## Work to do
Could you print every record below exactly as it appears?

──────── Material supplied ────────

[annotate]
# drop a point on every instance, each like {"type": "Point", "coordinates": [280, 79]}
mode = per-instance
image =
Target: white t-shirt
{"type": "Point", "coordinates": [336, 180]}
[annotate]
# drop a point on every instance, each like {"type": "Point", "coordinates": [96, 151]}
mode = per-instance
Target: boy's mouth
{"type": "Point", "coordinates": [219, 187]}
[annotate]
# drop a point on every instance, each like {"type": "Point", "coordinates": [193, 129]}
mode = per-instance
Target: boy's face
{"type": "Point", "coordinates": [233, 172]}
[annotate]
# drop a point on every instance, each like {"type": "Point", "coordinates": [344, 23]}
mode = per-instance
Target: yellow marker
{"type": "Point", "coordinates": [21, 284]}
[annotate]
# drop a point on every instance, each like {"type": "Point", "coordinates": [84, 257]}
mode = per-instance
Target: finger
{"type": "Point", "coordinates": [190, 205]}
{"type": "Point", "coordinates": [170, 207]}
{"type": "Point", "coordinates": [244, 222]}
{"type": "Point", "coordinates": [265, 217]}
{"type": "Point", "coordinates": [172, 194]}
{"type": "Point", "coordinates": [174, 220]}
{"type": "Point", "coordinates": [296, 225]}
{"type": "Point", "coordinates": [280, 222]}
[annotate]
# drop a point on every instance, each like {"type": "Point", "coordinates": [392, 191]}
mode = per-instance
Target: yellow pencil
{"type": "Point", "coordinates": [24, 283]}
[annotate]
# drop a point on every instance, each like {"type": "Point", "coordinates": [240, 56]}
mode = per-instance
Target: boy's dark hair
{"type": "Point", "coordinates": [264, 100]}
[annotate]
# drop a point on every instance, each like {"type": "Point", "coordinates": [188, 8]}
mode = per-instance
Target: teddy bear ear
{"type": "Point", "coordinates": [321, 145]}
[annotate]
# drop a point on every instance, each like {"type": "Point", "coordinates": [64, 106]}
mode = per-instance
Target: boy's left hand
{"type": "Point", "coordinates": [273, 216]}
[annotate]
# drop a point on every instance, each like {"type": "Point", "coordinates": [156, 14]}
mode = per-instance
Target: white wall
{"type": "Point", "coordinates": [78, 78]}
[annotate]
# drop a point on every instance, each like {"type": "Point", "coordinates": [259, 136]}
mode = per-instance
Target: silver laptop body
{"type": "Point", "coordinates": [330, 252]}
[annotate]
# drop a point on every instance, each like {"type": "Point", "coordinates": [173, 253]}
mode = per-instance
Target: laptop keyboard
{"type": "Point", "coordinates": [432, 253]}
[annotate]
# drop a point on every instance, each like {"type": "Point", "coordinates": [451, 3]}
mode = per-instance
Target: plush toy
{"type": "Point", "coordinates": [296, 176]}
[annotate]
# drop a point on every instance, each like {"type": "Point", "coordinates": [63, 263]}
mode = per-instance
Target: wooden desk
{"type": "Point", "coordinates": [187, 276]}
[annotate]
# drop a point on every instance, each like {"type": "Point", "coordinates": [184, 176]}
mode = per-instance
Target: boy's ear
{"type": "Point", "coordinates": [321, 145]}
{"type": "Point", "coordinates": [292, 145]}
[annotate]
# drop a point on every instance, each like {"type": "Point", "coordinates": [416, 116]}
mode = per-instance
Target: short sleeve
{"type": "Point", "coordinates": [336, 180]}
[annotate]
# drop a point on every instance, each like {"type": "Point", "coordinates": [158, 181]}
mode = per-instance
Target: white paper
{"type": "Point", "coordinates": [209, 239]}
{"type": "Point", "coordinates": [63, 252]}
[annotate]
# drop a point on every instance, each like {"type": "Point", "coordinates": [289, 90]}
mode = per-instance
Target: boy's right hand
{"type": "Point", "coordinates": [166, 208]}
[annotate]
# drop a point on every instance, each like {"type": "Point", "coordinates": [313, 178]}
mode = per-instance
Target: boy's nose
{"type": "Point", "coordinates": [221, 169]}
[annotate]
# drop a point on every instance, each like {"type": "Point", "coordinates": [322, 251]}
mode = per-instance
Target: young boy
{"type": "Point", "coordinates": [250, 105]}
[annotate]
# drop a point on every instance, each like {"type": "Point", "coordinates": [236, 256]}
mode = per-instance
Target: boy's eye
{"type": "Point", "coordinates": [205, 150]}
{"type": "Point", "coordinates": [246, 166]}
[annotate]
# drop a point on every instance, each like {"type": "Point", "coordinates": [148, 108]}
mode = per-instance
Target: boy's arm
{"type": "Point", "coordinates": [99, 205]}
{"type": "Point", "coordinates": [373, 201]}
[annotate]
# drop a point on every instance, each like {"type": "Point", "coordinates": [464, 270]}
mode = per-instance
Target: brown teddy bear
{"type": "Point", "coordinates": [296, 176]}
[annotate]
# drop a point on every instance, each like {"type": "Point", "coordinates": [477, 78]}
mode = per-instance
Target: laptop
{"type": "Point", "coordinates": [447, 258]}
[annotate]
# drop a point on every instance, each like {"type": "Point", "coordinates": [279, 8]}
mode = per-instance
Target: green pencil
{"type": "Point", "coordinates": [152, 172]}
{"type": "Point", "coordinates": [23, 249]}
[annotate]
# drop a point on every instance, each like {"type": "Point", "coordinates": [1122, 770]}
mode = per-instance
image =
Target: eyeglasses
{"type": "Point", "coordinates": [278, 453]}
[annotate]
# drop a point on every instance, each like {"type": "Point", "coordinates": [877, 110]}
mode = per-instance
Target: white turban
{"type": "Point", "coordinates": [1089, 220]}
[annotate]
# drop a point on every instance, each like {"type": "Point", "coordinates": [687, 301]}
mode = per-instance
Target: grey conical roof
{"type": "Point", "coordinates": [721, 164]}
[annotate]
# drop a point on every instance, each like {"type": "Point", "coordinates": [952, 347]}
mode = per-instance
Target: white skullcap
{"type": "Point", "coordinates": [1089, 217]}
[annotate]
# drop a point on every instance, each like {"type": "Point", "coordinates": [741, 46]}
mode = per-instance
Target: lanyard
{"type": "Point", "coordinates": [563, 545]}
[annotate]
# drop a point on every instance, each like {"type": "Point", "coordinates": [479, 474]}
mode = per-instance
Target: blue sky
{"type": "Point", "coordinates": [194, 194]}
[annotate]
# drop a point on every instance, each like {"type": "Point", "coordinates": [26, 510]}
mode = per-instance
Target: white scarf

────────

## Response to the exercise
[annotate]
# drop a point on every instance, each like {"type": "Point", "coordinates": [280, 79]}
mode = per-instance
image =
Target: white t-shirt
{"type": "Point", "coordinates": [336, 180]}
[annotate]
# drop a point on every instance, each like {"type": "Point", "coordinates": [96, 151]}
mode = per-instance
Target: boy's mouth
{"type": "Point", "coordinates": [219, 187]}
[annotate]
# drop a point on every instance, each like {"type": "Point", "coordinates": [193, 129]}
mode = per-instance
Target: boy's face
{"type": "Point", "coordinates": [233, 172]}
[annotate]
# drop a point on every instance, each like {"type": "Point", "coordinates": [344, 23]}
mode = per-instance
Target: yellow marker
{"type": "Point", "coordinates": [21, 284]}
[annotate]
# drop a point on every instance, each like {"type": "Point", "coordinates": [84, 257]}
mode = per-instance
Target: finger
{"type": "Point", "coordinates": [190, 205]}
{"type": "Point", "coordinates": [170, 207]}
{"type": "Point", "coordinates": [244, 222]}
{"type": "Point", "coordinates": [265, 217]}
{"type": "Point", "coordinates": [172, 194]}
{"type": "Point", "coordinates": [174, 220]}
{"type": "Point", "coordinates": [296, 225]}
{"type": "Point", "coordinates": [280, 222]}
[annotate]
# drop a point on every instance, each like {"type": "Point", "coordinates": [392, 191]}
mode = per-instance
Target: yellow pencil
{"type": "Point", "coordinates": [24, 283]}
[annotate]
# drop a point on every instance, each like {"type": "Point", "coordinates": [240, 56]}
mode = per-instance
Target: boy's dark hair
{"type": "Point", "coordinates": [264, 100]}
[annotate]
# drop a point on every instance, each like {"type": "Point", "coordinates": [188, 8]}
mode = per-instance
Target: teddy bear ear
{"type": "Point", "coordinates": [321, 145]}
[annotate]
# drop a point on every instance, each like {"type": "Point", "coordinates": [64, 106]}
mode = per-instance
Target: boy's left hand
{"type": "Point", "coordinates": [273, 216]}
[annotate]
# drop a point on every instance, each like {"type": "Point", "coordinates": [156, 14]}
mode = per-instance
Target: white wall
{"type": "Point", "coordinates": [78, 78]}
[annotate]
# drop a point on every instance, each like {"type": "Point", "coordinates": [259, 136]}
mode = per-instance
Target: silver laptop body
{"type": "Point", "coordinates": [330, 252]}
[annotate]
# drop a point on every instance, each like {"type": "Point", "coordinates": [173, 253]}
mode = per-instance
Target: laptop keyboard
{"type": "Point", "coordinates": [432, 253]}
[annotate]
# drop a point on every instance, each like {"type": "Point", "coordinates": [451, 3]}
mode = per-instance
Target: plush toy
{"type": "Point", "coordinates": [296, 176]}
[annotate]
# drop a point on every instance, each like {"type": "Point", "coordinates": [63, 263]}
mode = per-instance
Target: wooden desk
{"type": "Point", "coordinates": [187, 276]}
[annotate]
# drop a point on every instance, each like {"type": "Point", "coordinates": [184, 176]}
mode = per-instance
Target: boy's ear
{"type": "Point", "coordinates": [321, 145]}
{"type": "Point", "coordinates": [292, 145]}
[annotate]
# drop a point on every instance, each like {"type": "Point", "coordinates": [416, 116]}
mode = per-instance
Target: short sleeve
{"type": "Point", "coordinates": [336, 180]}
[annotate]
# drop a point on every instance, each like {"type": "Point", "coordinates": [158, 181]}
mode = per-instance
Target: white paper
{"type": "Point", "coordinates": [209, 239]}
{"type": "Point", "coordinates": [63, 252]}
[annotate]
# drop a point on every instance, each like {"type": "Point", "coordinates": [289, 90]}
mode = per-instance
Target: boy's right hand
{"type": "Point", "coordinates": [166, 208]}
[annotate]
# drop a point on every instance, each like {"type": "Point", "coordinates": [313, 178]}
mode = per-instance
Target: boy's nose
{"type": "Point", "coordinates": [221, 169]}
[annotate]
# drop a point on every instance, each like {"type": "Point", "coordinates": [322, 251]}
mode = per-instance
Target: young boy
{"type": "Point", "coordinates": [250, 105]}
[annotate]
# drop a point on every instance, each like {"type": "Point", "coordinates": [236, 256]}
mode = per-instance
Target: boy's eye
{"type": "Point", "coordinates": [205, 150]}
{"type": "Point", "coordinates": [246, 166]}
[annotate]
# drop a point on every instance, each like {"type": "Point", "coordinates": [148, 108]}
mode = per-instance
Target: boy's arm
{"type": "Point", "coordinates": [99, 205]}
{"type": "Point", "coordinates": [373, 201]}
[annotate]
# drop a point on every instance, each like {"type": "Point", "coordinates": [464, 270]}
mode = per-instance
Target: brown teddy bear
{"type": "Point", "coordinates": [296, 176]}
[annotate]
# drop a point on every instance, each like {"type": "Point", "coordinates": [477, 78]}
mode = per-instance
Target: laptop
{"type": "Point", "coordinates": [447, 258]}
[annotate]
# drop a point on every instance, each like {"type": "Point", "coordinates": [279, 8]}
mode = per-instance
Target: green pencil
{"type": "Point", "coordinates": [152, 172]}
{"type": "Point", "coordinates": [23, 249]}
[annotate]
# drop a point on every instance, each like {"type": "Point", "coordinates": [1122, 770]}
mode = per-instance
image =
Target: eyeglasses
{"type": "Point", "coordinates": [278, 453]}
[annotate]
# drop a point on every instance, each like {"type": "Point", "coordinates": [877, 110]}
mode = per-instance
Target: white turban
{"type": "Point", "coordinates": [1089, 220]}
[annotate]
# drop a point on every instance, each like {"type": "Point", "coordinates": [687, 301]}
mode = per-instance
Target: grey conical roof
{"type": "Point", "coordinates": [721, 164]}
[annotate]
# drop a point on every instance, each like {"type": "Point", "coordinates": [952, 347]}
mode = per-instance
Target: white skullcap
{"type": "Point", "coordinates": [1089, 217]}
[annotate]
# drop a point on every instance, each like {"type": "Point", "coordinates": [741, 46]}
mode = per-instance
Target: lanyard
{"type": "Point", "coordinates": [563, 545]}
[annotate]
# drop a point on every instance, each like {"type": "Point", "coordinates": [479, 474]}
mode = per-instance
Target: blue sky
{"type": "Point", "coordinates": [194, 194]}
[annotate]
# drop a point on every instance, each like {"type": "Point", "coordinates": [26, 510]}
mode = per-instance
Target: white scarf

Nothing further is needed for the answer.